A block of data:

***

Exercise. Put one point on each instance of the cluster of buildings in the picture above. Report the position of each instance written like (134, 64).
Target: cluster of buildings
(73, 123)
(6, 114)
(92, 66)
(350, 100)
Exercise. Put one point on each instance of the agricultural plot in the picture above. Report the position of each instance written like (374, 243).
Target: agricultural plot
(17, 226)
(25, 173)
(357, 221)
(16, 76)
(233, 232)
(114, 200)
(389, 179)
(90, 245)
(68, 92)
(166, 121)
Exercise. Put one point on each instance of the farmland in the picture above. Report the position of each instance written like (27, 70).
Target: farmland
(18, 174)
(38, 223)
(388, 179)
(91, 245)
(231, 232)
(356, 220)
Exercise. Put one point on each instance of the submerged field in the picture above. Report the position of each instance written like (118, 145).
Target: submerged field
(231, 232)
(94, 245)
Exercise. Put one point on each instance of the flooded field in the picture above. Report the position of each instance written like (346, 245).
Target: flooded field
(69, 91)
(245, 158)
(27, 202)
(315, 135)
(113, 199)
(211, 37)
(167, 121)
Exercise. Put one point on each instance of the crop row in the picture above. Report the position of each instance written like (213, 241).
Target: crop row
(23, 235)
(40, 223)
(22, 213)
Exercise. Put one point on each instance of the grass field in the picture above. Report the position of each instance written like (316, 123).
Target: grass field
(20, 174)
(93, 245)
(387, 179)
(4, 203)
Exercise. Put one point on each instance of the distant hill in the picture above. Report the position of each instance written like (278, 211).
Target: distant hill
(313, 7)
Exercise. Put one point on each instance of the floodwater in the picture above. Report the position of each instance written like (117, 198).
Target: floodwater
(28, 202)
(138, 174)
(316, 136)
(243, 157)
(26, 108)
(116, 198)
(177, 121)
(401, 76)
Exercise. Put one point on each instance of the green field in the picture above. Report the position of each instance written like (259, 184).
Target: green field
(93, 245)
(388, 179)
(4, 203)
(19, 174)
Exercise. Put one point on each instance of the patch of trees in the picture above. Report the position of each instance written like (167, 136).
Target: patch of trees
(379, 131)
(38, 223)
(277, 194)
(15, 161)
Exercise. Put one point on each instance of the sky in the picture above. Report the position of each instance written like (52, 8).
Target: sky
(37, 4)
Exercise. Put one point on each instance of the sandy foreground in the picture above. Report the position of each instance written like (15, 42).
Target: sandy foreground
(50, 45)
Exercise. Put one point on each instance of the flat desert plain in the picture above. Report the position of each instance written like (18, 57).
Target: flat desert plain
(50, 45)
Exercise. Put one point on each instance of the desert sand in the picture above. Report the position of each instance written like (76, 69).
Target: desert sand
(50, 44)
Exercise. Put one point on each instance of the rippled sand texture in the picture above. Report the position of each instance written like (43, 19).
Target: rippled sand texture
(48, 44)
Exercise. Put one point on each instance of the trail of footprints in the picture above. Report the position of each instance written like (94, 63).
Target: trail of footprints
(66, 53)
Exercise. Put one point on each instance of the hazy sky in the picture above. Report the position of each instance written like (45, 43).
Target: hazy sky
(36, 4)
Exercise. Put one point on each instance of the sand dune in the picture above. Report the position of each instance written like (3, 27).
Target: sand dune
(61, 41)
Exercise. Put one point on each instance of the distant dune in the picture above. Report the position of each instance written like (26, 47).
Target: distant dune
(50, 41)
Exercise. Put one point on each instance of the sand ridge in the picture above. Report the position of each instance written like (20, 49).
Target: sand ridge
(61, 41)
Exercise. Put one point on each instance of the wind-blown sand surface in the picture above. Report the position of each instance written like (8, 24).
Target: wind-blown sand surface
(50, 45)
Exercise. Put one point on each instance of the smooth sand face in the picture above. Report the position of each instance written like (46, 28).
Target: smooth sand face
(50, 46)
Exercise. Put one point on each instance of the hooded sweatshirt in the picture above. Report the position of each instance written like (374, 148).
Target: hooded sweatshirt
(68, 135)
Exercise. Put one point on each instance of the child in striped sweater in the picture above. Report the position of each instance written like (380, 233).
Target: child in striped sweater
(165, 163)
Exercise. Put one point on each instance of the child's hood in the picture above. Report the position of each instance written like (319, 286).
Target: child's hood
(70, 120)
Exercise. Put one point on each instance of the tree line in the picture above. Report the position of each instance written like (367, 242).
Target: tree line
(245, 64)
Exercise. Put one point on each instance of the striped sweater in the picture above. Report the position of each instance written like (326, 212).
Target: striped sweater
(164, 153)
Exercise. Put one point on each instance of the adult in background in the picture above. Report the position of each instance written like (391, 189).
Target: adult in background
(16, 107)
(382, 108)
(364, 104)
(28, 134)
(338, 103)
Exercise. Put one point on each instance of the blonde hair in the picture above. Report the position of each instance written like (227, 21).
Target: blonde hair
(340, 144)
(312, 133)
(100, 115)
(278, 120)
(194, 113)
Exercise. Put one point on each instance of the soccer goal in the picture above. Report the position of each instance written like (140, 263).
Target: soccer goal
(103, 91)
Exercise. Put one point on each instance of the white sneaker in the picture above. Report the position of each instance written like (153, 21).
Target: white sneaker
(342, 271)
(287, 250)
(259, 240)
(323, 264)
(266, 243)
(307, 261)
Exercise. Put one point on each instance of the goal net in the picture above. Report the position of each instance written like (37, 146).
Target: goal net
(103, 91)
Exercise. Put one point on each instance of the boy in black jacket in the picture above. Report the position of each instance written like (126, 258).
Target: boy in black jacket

***

Objective - Reproduce only those lines of the entries above that run from the line with "Exercise. Put one point on each instance of the soccer" to the final line.

The output -
Exercise. Put one point on each instance of the soccer goal in the picture above. Report the position of each instance written like (140, 263).
Target: soccer goal
(103, 91)
Exercise. Put one point on each instance of the white sneaker in the picture above. Report the position of each instance written like (153, 21).
Target: white sneaker
(342, 271)
(287, 250)
(259, 240)
(323, 264)
(266, 243)
(307, 261)
Exercise. Put one point on each instance of the goal net in the picture above. Report the position of each instance written like (37, 146).
Target: goal net
(103, 91)
Exercise. Put one point on each instance of the boy in black jacket in the picture above. Report the position of each instance written like (126, 258).
Target: boy in black jacket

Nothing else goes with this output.